:: What to work on ::
Filter the records, keeping every line that has the string "flake".

:: Items from a dataset ::
BEGIN

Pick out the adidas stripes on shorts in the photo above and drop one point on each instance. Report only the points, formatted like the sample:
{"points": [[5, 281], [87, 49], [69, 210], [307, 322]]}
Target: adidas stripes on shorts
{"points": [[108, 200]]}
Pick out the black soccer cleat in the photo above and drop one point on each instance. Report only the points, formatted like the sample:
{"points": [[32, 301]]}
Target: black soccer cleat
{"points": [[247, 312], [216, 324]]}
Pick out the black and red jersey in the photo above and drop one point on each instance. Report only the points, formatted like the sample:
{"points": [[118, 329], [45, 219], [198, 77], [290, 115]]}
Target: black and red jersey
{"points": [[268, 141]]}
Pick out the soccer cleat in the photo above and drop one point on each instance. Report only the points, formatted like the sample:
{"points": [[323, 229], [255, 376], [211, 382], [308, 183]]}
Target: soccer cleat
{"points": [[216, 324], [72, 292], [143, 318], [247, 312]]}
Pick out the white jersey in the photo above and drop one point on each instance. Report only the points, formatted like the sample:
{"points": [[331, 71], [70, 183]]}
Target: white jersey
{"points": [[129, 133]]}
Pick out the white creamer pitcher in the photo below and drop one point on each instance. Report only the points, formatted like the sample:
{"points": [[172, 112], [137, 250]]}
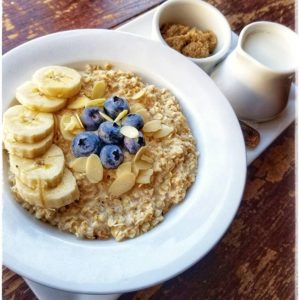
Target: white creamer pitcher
{"points": [[257, 75]]}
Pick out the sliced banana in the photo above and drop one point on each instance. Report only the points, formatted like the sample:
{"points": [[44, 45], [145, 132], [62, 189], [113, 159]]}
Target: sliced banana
{"points": [[57, 81], [49, 168], [29, 95], [27, 126], [63, 194], [28, 150]]}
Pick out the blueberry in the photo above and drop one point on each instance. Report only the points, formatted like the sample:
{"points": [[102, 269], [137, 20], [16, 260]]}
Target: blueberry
{"points": [[134, 120], [114, 105], [91, 118], [86, 143], [133, 145], [111, 156], [110, 133]]}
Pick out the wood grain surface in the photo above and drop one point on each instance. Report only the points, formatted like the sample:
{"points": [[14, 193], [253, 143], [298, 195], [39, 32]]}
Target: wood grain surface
{"points": [[256, 257]]}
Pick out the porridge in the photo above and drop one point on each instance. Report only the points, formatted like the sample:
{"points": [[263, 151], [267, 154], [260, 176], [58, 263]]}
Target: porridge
{"points": [[108, 162], [189, 41]]}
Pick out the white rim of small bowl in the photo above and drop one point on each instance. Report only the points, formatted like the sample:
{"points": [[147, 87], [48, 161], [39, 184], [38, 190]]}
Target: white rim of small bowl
{"points": [[59, 260], [210, 59]]}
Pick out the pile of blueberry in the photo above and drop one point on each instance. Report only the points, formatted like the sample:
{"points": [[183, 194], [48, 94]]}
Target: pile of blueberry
{"points": [[103, 137]]}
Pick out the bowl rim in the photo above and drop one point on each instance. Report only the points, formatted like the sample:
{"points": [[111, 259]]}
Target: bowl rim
{"points": [[234, 189], [210, 59]]}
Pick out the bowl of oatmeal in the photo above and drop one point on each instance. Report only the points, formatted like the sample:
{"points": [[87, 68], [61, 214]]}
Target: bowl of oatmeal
{"points": [[194, 28], [177, 188]]}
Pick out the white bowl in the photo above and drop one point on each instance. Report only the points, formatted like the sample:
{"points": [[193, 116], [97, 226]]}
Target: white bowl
{"points": [[198, 14], [57, 259]]}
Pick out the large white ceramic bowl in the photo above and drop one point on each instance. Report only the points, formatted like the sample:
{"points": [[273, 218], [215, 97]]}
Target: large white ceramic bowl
{"points": [[59, 260]]}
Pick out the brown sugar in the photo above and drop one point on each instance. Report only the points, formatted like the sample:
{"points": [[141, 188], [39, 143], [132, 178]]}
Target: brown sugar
{"points": [[189, 41]]}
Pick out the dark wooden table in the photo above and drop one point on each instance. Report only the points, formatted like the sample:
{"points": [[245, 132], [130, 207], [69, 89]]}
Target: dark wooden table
{"points": [[256, 257]]}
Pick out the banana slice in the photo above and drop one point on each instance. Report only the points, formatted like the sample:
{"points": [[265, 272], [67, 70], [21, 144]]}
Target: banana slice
{"points": [[29, 95], [63, 194], [27, 126], [28, 150], [57, 81], [49, 168]]}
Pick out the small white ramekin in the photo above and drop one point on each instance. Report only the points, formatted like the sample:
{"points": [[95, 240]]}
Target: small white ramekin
{"points": [[198, 14]]}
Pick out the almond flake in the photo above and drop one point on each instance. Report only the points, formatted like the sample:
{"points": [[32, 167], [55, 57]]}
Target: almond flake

END

:: Problem solution ::
Pick out the almond flake in the photo above and drop one point on each instance. Report only the points, formatted like the sample:
Target: almond flake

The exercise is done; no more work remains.